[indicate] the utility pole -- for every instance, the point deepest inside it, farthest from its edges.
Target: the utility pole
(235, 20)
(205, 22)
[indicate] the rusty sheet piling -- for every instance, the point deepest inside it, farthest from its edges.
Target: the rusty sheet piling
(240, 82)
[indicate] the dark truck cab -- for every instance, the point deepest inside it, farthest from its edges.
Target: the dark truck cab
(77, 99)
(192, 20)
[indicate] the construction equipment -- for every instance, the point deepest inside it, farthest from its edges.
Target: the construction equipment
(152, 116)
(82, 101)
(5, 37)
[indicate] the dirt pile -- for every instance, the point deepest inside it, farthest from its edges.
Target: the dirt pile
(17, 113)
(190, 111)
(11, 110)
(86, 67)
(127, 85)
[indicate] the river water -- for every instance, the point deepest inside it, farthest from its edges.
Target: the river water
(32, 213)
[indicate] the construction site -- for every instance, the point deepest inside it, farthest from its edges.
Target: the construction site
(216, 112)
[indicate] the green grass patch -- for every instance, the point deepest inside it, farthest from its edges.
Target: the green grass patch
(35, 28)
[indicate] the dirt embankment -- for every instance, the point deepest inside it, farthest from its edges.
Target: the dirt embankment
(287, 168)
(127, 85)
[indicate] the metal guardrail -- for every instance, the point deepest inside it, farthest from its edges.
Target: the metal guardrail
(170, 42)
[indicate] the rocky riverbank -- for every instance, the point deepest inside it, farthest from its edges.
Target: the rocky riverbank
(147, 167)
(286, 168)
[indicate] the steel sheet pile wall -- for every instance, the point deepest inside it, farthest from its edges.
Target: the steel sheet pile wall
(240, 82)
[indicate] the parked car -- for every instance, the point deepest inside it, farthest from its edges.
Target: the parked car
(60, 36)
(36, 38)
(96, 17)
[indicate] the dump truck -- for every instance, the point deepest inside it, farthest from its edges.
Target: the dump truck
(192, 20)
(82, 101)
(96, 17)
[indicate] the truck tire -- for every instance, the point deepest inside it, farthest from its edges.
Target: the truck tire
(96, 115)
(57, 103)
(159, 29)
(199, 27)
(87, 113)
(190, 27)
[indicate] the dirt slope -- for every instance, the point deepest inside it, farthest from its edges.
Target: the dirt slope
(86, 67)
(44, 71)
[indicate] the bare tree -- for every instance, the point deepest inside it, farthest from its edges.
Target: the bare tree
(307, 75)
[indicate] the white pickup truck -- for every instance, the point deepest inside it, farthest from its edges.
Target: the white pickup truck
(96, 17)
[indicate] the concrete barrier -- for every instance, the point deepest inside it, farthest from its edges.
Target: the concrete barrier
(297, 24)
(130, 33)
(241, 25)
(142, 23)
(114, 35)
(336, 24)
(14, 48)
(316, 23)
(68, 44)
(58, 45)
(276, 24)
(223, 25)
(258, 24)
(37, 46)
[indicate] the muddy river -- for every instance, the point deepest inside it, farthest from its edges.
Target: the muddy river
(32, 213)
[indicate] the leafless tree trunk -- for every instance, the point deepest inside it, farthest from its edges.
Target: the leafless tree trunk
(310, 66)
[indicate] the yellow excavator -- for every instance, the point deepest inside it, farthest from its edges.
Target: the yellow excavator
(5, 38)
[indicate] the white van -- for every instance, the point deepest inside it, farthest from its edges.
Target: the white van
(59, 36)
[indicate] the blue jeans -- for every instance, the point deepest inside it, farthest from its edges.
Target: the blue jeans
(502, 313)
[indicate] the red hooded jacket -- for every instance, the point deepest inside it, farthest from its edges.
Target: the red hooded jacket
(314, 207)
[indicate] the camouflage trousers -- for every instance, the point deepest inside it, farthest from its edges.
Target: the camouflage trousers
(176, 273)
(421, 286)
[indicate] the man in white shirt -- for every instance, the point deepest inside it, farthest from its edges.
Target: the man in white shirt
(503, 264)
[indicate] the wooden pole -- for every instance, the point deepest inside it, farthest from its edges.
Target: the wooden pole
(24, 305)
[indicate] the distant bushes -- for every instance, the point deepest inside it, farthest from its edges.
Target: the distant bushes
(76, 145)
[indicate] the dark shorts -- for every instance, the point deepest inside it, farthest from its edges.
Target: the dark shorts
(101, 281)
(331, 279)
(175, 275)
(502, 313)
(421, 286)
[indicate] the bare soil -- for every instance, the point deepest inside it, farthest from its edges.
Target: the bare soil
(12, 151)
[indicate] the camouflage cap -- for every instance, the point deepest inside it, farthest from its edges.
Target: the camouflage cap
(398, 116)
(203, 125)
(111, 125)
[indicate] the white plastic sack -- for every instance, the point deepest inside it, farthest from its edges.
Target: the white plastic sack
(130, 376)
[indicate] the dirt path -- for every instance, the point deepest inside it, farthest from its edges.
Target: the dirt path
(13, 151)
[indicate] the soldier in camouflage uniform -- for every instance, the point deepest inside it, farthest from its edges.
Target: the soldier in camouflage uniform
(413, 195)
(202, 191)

Exercise brief » After locating the line with "Target: the green grass patch" in the material above, return it and each line after it exactly, ending at the line with "[indicate] the concrete".

Exercise answer »
Target: the green grass patch
(35, 28)
[indicate] the dirt embankment -- for every instance, the point deepest inside it, farthest from its edges.
Target: the dirt embankment
(287, 168)
(127, 85)
[indicate] the metal guardrail -- for every instance, the point deepest inside it, farthest from its edges.
Target: the metal guardrail
(170, 42)
[indicate] the rocky riverbank -- for every instance, the point deepest inside it, farthest from its edges.
Target: the rocky riverbank
(147, 167)
(286, 168)
[indicate] the steel sheet pile wall -- for every instance, the point deepest inside it, farthest from its edges.
Target: the steel sheet pile wall
(240, 82)
[indicate] the parked car -- for every instance, the point deepest inside it, farthest from its edges.
Target: the parked car
(60, 36)
(36, 38)
(96, 17)
[indicate] the dump truck -- for every instance, the point deepest inside it, farthest from its edges.
Target: the dump truck
(192, 20)
(82, 101)
(96, 17)
[indicate] the truck tire -- for every instance, the point deepest inside it, farthest from its edges.
Target: the truck tire
(96, 115)
(57, 103)
(159, 29)
(199, 27)
(87, 113)
(190, 27)
[indicate] the dirt slope -- for every instance, the point deepest inside it, farthest from its edges.
Target: the dirt slope
(86, 67)
(44, 71)
[indicate] the bare tree -- for every instance, the point deepest inside it, farthest from its edges.
Target: the bare tree
(307, 75)
[indicate] the white pickup truck -- for every instance, the point deepest inside it, farthest from its edges.
Target: the white pickup truck
(96, 17)
[indicate] the concrete barrier -- for every instance, the point deepest inside it, farthest from its edges.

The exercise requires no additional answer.